Prompt
Since only the written part is wanted, repeat the records exactly and omit the pictures.
Task material Block Start
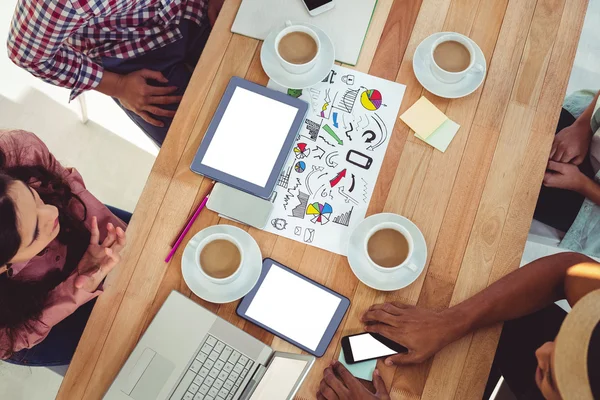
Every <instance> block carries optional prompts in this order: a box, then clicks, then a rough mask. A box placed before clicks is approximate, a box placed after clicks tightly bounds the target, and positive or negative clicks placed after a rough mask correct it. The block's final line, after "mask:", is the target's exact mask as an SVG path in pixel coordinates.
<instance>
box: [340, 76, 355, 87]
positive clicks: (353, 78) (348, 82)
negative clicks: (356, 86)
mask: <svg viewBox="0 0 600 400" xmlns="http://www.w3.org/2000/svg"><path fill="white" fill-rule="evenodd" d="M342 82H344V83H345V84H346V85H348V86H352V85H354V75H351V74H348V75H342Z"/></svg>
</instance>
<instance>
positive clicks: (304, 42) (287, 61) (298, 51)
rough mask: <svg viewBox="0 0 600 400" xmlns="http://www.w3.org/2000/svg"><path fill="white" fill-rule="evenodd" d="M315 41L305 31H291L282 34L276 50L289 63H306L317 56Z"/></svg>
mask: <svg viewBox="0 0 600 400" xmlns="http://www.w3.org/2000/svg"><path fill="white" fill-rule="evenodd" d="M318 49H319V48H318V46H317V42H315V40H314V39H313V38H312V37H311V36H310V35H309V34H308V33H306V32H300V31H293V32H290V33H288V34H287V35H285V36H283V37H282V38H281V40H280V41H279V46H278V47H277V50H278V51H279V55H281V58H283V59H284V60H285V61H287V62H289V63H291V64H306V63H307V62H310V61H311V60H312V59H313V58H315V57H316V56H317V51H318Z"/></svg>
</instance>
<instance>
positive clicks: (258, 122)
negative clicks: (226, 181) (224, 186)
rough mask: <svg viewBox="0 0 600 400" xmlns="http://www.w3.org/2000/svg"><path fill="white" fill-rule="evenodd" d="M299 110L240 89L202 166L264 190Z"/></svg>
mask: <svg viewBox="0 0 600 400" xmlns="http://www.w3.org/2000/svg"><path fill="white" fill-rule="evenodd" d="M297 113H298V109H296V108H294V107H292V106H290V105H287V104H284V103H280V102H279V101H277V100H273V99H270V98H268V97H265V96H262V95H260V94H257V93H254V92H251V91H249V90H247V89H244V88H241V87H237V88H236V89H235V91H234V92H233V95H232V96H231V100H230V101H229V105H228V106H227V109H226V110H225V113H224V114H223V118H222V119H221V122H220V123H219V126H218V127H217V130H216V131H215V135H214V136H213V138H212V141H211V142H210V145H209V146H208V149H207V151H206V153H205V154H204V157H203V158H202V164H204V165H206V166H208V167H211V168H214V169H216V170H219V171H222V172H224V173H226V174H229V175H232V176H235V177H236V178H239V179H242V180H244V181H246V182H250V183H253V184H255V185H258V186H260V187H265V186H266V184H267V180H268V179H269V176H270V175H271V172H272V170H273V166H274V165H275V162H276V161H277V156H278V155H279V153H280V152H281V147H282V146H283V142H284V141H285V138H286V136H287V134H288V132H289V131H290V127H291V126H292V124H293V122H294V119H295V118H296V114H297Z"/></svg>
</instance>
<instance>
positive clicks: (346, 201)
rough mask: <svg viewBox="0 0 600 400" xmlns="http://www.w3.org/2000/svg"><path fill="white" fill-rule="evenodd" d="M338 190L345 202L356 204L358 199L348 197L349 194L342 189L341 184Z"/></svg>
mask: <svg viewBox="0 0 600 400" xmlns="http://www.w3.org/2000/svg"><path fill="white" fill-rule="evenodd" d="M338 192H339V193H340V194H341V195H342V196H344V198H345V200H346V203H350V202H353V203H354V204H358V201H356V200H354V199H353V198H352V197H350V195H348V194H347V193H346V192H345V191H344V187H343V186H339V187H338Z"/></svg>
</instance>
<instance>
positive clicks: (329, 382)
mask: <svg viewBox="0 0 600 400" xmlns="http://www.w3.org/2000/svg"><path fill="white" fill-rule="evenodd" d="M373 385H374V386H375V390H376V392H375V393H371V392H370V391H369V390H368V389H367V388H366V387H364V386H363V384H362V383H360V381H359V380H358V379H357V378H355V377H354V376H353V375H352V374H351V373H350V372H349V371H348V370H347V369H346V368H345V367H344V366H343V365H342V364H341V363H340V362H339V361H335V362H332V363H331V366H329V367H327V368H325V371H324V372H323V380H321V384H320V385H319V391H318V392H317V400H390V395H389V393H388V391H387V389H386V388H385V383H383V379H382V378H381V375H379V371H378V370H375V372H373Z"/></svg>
Task material Block End
Result below
Every <instance> block carries optional prompts in this order: a box, then clicks, then a rough mask. A box placed before clicks is approximate, a box placed after clicks tightly bounds the target, and positive or negative clicks placed after a rough mask correct it. The block's final line, after "mask:", is the target's exact mask as an SVG path in pixel coordinates.
<instance>
box: [340, 76, 355, 87]
positive clicks: (353, 78) (348, 82)
negative clicks: (356, 86)
mask: <svg viewBox="0 0 600 400" xmlns="http://www.w3.org/2000/svg"><path fill="white" fill-rule="evenodd" d="M342 82H344V83H345V84H346V85H348V86H352V85H354V75H351V74H348V75H342Z"/></svg>
</instance>
<instance>
positive clicks: (304, 42) (287, 61) (298, 51)
rough mask: <svg viewBox="0 0 600 400" xmlns="http://www.w3.org/2000/svg"><path fill="white" fill-rule="evenodd" d="M315 41L305 31H291L282 34L276 50L289 63H306L317 56Z"/></svg>
mask: <svg viewBox="0 0 600 400" xmlns="http://www.w3.org/2000/svg"><path fill="white" fill-rule="evenodd" d="M318 49H319V48H318V46H317V42H315V40H314V39H313V38H312V37H311V36H310V35H309V34H308V33H306V32H300V31H293V32H290V33H288V34H287V35H285V36H283V37H282V38H281V40H280V41H279V46H278V47H277V50H278V51H279V55H281V58H283V59H284V60H285V61H287V62H289V63H291V64H306V63H307V62H310V61H311V60H312V59H313V58H315V57H316V56H317V51H318Z"/></svg>
</instance>
<instance>
positive clicks: (258, 122)
negative clicks: (226, 181) (224, 186)
rough mask: <svg viewBox="0 0 600 400" xmlns="http://www.w3.org/2000/svg"><path fill="white" fill-rule="evenodd" d="M299 110L240 89L202 166L264 190Z"/></svg>
mask: <svg viewBox="0 0 600 400" xmlns="http://www.w3.org/2000/svg"><path fill="white" fill-rule="evenodd" d="M297 113H298V109H296V108H294V107H292V106H290V105H287V104H284V103H280V102H279V101H277V100H273V99H270V98H268V97H265V96H262V95H260V94H257V93H254V92H251V91H249V90H247V89H244V88H241V87H237V88H236V89H235V91H234V92H233V95H232V96H231V100H230V101H229V105H228V106H227V109H226V110H225V113H224V114H223V118H222V119H221V122H220V123H219V126H218V127H217V130H216V131H215V135H214V136H213V138H212V141H211V142H210V145H209V146H208V149H207V151H206V153H205V154H204V157H203V158H202V164H204V165H206V166H208V167H211V168H214V169H216V170H219V171H222V172H224V173H226V174H229V175H232V176H235V177H236V178H239V179H242V180H244V181H246V182H250V183H253V184H255V185H258V186H260V187H265V186H266V184H267V180H268V179H269V176H270V175H271V172H272V170H273V166H274V165H275V162H276V161H277V156H278V155H279V153H280V152H281V147H282V146H283V142H284V141H285V138H286V136H287V134H288V132H289V131H290V127H291V126H292V124H293V122H294V119H295V118H296V114H297Z"/></svg>
</instance>
<instance>
positive clicks: (346, 201)
rough mask: <svg viewBox="0 0 600 400" xmlns="http://www.w3.org/2000/svg"><path fill="white" fill-rule="evenodd" d="M338 190L345 202L356 204L358 199L348 197L349 194L342 189L341 184Z"/></svg>
mask: <svg viewBox="0 0 600 400" xmlns="http://www.w3.org/2000/svg"><path fill="white" fill-rule="evenodd" d="M338 192H339V193H340V194H341V195H342V196H344V198H345V200H346V203H350V202H353V203H354V204H358V201H356V200H354V199H353V198H352V197H350V195H348V194H347V193H346V192H345V191H344V187H343V186H339V187H338Z"/></svg>
</instance>
<instance>
positive clicks: (329, 382)
mask: <svg viewBox="0 0 600 400" xmlns="http://www.w3.org/2000/svg"><path fill="white" fill-rule="evenodd" d="M373 385H374V386H375V390H376V392H375V393H371V392H370V391H369V390H368V389H367V388H366V387H364V386H363V384H362V383H360V381H359V380H358V379H357V378H355V377H354V376H353V375H352V374H351V373H350V372H349V371H348V370H347V369H346V368H345V367H344V366H343V365H342V364H341V363H340V362H339V361H335V362H332V363H331V366H329V367H327V368H325V371H324V372H323V380H321V384H320V385H319V391H318V392H317V400H390V395H389V393H388V391H387V389H386V388H385V383H383V379H382V378H381V375H379V371H378V370H375V372H373Z"/></svg>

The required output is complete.